看一下HadoopLoginContext的代码

// wrapper to allow access to fields necessary to recreate the same login
  // context for relogin.  explicitly private to prevent external tampering.
  private static class HadoopLoginContext extends LoginContext {
    private final String appName;
    private final HadoopConfiguration conf;
    private AtomicBoolean isLoggedIn = new AtomicBoolean();

    HadoopLoginContext(String appName, Subject subject,
                       HadoopConfiguration conf) throws LoginException {
      //这里设置里LoginContext的name以及conf
      super(appName, subject, null, conf);
      this.appName = appName;
      this.conf = conf;
    }

LoginContext.init

public LoginContext(String name, Subject subject,
                        CallbackHandler callbackHandler,
                        Configuration config) throws LoginException {
        this.config = config;
        if (config != null) {
            creatorAcc = java.security.AccessController.getContext();
        }
        //loginContext初始化,name是外层传过来的
        init(name);
        if (subject != null) {
            this.subject = subject;
            subjectProvided = true;
        }
        if (callbackHandler == null) {
            loadDefaultCallbackHandler();
        } else if (creatorAcc == null) {
            this.callbackHandler = new SecureCallbackHandler
                                (java.security.AccessController.getContext(),
                                callbackHandler);
        } else {
            this.callbackHandler = callbackHandler;
        }
    }

    private void init(String name) throws LoginException {

        SecurityManager sm = System.getSecurityManager();
        if (sm != null && creatorAcc == null) {
            sm.checkPermission(new AuthPermission
                                ("createLoginContext." + name));
        }

        if (name == null)

(数据集节选)
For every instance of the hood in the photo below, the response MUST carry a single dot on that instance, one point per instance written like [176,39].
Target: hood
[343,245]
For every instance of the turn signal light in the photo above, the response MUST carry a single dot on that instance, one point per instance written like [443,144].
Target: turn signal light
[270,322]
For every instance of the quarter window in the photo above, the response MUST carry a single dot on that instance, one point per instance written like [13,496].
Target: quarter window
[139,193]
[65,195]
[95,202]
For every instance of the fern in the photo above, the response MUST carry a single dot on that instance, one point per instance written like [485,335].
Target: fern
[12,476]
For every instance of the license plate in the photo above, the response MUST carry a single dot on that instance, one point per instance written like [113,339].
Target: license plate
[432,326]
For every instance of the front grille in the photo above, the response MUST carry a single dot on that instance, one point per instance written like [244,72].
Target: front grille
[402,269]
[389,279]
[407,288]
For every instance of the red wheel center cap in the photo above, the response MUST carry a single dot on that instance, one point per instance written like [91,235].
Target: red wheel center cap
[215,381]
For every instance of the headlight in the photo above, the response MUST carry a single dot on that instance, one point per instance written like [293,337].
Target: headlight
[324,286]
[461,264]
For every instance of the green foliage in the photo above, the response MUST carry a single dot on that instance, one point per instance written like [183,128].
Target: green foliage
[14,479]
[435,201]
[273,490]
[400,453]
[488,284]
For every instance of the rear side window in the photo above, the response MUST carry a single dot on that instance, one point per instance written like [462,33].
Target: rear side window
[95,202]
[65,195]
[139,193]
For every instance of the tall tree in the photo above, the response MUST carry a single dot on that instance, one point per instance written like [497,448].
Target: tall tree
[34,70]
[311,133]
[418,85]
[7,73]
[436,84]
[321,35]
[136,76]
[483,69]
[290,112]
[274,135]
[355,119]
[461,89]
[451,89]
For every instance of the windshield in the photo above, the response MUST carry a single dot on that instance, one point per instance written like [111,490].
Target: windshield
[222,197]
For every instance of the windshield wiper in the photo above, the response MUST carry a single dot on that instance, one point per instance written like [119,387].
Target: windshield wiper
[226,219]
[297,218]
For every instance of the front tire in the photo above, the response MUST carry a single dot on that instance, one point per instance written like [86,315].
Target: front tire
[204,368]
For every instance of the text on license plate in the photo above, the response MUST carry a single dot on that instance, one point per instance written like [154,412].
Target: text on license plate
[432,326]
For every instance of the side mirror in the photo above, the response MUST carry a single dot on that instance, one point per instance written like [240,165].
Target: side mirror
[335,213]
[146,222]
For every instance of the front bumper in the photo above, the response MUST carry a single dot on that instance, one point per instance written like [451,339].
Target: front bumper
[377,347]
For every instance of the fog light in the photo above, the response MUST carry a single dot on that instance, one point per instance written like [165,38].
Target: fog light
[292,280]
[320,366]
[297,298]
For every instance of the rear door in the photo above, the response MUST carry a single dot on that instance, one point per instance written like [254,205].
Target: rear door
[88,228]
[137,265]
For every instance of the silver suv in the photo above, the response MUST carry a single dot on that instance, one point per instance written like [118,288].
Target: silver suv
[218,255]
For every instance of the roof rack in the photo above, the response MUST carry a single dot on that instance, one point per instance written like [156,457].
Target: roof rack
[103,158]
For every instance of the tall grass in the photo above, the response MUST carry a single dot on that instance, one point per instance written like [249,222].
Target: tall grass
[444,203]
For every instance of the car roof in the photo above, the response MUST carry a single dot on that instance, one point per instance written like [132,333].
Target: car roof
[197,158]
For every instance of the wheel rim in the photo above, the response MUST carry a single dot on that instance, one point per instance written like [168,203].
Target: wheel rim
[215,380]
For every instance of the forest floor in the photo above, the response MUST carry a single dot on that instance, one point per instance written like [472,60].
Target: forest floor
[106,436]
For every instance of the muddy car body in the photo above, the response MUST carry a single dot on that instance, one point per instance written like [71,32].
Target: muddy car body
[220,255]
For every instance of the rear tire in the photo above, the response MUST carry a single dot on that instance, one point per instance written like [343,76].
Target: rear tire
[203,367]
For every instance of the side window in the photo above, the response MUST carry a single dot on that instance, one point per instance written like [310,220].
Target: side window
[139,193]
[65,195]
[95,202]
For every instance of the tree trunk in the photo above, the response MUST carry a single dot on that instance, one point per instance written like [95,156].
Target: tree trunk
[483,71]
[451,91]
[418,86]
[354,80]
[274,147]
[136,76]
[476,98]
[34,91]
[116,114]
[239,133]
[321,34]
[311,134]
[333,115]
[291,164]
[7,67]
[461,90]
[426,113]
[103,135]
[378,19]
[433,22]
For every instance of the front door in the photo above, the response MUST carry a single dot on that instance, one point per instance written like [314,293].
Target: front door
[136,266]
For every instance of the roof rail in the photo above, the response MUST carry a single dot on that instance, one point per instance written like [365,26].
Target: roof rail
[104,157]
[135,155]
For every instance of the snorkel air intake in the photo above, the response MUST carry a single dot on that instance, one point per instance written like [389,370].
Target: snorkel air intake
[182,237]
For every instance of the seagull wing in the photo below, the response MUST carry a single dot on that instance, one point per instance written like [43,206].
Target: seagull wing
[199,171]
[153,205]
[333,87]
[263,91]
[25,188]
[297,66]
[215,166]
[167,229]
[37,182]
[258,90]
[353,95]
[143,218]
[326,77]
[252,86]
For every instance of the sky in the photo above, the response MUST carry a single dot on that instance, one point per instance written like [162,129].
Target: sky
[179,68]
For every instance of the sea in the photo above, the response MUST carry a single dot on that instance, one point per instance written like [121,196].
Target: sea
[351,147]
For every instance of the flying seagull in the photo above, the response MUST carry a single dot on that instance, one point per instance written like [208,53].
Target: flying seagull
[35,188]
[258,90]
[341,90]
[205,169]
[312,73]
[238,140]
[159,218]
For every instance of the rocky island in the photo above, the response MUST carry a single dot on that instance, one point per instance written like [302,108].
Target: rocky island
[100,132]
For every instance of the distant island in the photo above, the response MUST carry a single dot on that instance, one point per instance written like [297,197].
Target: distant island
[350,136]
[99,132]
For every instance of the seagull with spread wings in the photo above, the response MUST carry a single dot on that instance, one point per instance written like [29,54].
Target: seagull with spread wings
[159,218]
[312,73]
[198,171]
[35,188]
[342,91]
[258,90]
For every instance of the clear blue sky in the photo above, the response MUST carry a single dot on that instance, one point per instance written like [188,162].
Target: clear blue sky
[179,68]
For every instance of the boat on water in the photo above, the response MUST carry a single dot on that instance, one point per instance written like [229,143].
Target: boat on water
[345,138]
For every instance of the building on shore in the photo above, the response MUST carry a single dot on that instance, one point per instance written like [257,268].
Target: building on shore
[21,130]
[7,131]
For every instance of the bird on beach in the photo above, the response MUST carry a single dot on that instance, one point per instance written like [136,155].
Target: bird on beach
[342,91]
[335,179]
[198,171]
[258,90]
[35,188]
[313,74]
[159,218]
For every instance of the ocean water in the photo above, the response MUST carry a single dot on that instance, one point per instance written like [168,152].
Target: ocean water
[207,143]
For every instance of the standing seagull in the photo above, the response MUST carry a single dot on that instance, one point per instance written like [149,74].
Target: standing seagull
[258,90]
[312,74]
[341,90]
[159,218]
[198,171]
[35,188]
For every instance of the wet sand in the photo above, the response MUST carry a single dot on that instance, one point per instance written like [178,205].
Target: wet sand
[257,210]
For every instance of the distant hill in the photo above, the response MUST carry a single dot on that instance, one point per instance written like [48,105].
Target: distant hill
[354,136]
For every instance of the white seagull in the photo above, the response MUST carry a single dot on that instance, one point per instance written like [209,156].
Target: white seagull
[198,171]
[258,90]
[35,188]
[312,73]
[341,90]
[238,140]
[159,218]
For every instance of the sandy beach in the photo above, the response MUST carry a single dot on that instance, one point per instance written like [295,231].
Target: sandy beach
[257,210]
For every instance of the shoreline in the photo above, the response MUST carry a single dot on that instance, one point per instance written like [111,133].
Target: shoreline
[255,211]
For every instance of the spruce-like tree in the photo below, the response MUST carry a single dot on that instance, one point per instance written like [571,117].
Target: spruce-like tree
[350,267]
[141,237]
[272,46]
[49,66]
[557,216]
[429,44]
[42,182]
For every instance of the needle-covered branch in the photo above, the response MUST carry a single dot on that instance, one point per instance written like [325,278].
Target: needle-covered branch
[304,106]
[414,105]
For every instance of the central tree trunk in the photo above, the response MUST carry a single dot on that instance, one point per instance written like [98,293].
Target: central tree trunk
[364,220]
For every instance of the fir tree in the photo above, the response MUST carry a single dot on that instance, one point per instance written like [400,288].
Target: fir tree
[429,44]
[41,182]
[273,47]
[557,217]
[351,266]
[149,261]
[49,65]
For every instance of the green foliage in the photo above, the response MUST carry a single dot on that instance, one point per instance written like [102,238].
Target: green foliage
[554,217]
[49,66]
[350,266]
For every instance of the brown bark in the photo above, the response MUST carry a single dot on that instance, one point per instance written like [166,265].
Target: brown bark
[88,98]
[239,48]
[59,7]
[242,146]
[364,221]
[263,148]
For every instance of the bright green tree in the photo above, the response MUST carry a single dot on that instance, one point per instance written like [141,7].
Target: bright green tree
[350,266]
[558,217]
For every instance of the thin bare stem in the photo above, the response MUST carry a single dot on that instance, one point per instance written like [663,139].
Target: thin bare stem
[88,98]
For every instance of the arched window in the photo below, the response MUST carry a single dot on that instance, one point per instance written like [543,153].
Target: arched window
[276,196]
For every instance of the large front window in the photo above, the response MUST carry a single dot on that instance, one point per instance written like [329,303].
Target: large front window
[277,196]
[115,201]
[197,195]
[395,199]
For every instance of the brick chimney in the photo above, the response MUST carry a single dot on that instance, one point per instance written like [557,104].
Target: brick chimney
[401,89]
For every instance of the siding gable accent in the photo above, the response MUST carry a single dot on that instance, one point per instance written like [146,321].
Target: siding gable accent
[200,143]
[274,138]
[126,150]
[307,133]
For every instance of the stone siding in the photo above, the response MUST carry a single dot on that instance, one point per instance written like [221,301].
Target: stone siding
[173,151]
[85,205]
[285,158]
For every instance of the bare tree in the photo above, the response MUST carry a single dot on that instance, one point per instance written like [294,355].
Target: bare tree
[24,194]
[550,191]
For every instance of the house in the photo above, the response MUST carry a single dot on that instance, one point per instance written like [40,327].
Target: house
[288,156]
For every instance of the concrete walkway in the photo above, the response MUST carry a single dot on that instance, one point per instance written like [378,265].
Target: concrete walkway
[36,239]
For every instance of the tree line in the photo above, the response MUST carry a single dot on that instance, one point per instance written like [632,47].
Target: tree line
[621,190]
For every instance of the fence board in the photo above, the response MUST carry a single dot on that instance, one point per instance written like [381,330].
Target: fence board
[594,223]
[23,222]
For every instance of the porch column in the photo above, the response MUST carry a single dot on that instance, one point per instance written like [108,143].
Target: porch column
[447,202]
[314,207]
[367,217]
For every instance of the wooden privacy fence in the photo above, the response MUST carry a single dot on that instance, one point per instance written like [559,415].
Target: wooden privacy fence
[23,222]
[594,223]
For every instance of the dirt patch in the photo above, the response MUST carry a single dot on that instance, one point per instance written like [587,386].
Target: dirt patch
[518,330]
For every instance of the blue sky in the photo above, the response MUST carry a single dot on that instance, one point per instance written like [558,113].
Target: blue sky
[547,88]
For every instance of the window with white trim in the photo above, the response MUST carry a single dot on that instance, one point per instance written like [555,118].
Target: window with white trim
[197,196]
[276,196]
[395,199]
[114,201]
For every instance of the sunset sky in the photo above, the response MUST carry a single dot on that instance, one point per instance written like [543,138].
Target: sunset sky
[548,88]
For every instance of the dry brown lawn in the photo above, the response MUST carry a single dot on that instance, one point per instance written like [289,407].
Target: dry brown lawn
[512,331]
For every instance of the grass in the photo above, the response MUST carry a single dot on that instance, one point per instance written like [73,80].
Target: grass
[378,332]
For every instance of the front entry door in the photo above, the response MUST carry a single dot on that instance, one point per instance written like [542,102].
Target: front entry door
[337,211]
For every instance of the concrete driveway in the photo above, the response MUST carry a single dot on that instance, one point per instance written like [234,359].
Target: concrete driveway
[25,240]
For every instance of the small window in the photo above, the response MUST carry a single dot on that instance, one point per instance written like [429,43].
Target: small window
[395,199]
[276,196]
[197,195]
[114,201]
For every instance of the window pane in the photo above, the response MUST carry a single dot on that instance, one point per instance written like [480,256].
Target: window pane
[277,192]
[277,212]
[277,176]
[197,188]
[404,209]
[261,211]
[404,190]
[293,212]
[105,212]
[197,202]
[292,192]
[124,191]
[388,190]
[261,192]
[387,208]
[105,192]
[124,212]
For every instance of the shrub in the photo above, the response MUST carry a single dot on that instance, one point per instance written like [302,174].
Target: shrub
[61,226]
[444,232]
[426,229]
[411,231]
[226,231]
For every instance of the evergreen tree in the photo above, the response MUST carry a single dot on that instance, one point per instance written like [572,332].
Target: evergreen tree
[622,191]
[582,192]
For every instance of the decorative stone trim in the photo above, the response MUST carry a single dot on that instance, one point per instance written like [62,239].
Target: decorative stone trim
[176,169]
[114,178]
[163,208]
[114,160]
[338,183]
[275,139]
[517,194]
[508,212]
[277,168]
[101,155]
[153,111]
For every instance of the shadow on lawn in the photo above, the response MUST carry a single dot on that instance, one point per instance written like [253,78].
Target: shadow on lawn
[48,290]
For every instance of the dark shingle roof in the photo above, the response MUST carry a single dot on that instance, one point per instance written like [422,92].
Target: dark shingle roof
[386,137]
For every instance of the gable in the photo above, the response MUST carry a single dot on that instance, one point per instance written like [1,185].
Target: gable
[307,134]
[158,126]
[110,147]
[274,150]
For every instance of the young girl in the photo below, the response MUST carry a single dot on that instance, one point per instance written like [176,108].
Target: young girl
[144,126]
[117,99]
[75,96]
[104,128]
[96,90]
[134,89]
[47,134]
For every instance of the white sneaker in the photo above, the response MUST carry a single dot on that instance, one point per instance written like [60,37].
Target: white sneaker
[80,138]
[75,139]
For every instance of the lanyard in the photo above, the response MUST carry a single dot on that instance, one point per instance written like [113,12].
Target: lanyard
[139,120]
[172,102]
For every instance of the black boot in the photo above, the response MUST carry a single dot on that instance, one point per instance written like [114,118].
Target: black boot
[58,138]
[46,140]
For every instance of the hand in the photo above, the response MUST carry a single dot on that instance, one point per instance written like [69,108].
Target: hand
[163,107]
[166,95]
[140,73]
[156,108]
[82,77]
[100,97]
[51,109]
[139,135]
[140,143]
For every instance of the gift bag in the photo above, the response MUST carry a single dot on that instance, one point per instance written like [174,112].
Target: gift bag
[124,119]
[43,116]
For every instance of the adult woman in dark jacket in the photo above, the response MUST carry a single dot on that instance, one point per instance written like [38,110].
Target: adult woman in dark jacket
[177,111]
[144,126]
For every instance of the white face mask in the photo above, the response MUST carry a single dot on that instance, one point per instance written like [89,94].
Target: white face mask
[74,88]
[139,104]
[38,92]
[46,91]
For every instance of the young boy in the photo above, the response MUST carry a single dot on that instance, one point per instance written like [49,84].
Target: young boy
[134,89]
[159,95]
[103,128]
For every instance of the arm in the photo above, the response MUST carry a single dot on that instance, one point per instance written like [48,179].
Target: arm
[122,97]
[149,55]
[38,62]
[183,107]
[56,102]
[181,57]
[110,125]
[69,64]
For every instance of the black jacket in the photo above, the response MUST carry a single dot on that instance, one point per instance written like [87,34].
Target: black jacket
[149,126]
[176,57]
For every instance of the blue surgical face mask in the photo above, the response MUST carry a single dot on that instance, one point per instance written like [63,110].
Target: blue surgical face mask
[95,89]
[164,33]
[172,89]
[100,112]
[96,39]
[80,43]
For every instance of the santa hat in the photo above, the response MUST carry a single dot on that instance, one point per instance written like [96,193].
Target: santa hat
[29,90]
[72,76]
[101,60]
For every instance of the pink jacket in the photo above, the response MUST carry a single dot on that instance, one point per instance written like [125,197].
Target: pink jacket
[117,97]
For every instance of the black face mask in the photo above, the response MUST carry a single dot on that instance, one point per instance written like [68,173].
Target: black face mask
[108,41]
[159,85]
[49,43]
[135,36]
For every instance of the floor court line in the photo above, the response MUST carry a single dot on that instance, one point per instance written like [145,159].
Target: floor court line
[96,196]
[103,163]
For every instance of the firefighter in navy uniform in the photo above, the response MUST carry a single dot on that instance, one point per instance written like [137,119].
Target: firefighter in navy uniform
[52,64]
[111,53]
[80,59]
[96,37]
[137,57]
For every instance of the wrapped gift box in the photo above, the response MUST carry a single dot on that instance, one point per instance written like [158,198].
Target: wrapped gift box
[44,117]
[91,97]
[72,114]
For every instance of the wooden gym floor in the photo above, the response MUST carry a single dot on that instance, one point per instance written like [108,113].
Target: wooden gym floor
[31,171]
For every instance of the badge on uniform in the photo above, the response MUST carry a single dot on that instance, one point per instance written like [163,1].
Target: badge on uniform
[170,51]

→ 任务要求:
A: 改写关于HadoopLoginContext的代码片段：从“看一下HadoopLoginContext的代码”开始，到“prevent external tampering.”结束，把其中的“wrapper”替换为“helper”，其余照原样给出。
B: 从关于LoginContext初始化的代码讲解停止之处续写下去。

→ 练习结果:
A:
看一下HadoopLoginContext的代码

// helper to allow access to fields necessary to recreate the same login
  // context for relogin.  explicitly private to prevent external tampering.

B:
            throw new LoginException
                (ResourcesMgr.getString("Invalid.null.input.name"));

        // get the Configuration
        if (config == null) {
            config = java.security.AccessController.doPrivileged
                (new java.security.PrivilegedAction<Configuration>() {
                public Configuration run() {
                    return Configuration.getConfiguration();
                }
            });
        }

        //划重点,这里根据name获取对应的 AppConfigurationEntry
        // get the LoginModules configured for this application
        AppConfigurationEntry[] entries = config.getAppConfigurationEntry(name);
        if (entries == null) {

            if (sm != null && creatorAcc == null) {
                sm.checkPermission(new AuthPermission
                                ("createLoginContext." + OTHER));
            }

            entries = config.getAppConfigurationEntry(OTHER);
            if (entries == null) {
                MessageFormat form = new MessageFormat(ResourcesMgr.getString
                        ("No.LoginModules.configured.for.name"));
                Object[] source = {name};
                throw new LoginException(form.format(source));
            }
        }
        moduleStack = new ModuleInfo[entries.length];
        for (int i = 0; i < entries.length; i++) {
            // clone returned array
            moduleStack[i] = new ModuleInfo
                                (new AppConfigurationEntry
                                        (entries[i].getLoginModuleName(),
                                        entries[i].getControlFlag(),
                                        entries[i].getOptions()),
                                null);
        }

        contextClassLoader = java.security.AccessController.doPrivileged
                (new java.security.PrivilegedAction<ClassLoader>() {
                public ClassLoader run() {
                    ClassLoader loader =
                            Thread.currentThread().getContextClassLoader();
                    if (loader == null) {
                        // Don't use bootstrap class loader directly to ensure
                        // proper package access control!
                        loader = ClassLoader.getSystemClassLoader();
                    }

                    return loader;
                }
        });
    }

上面提到的根据name获取的 AppConfigurationEntry 是在UserGroupInformation里自定义的

/**
   * A JAAS configuration that defines the login modules that we want
   * to use for login.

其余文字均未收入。